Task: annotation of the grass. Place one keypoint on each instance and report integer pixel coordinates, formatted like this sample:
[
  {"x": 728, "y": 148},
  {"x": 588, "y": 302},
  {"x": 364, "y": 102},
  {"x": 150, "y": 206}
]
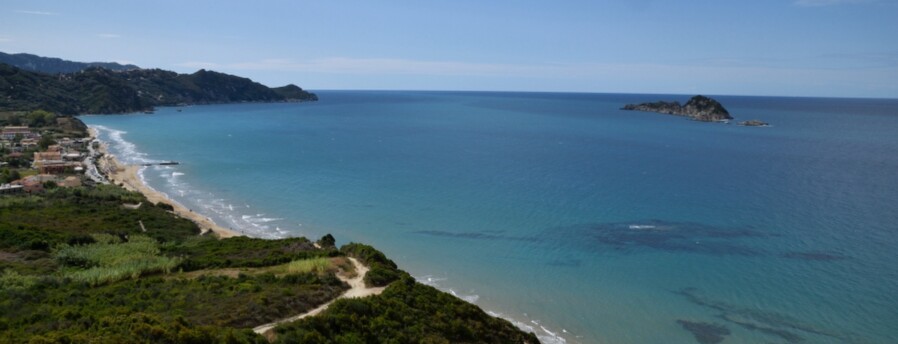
-.-.-
== Aufgabe ==
Zitiere alle Zeilen der obigen Daten wortgetreu und lass das Bild dabei weg.

== Ergebnis ==
Task: annotation of the grass. Place one keypoint on each instance and report integer pixel coordinates, formatted like this sample:
[
  {"x": 728, "y": 148},
  {"x": 588, "y": 302},
  {"x": 364, "y": 102},
  {"x": 150, "y": 206}
]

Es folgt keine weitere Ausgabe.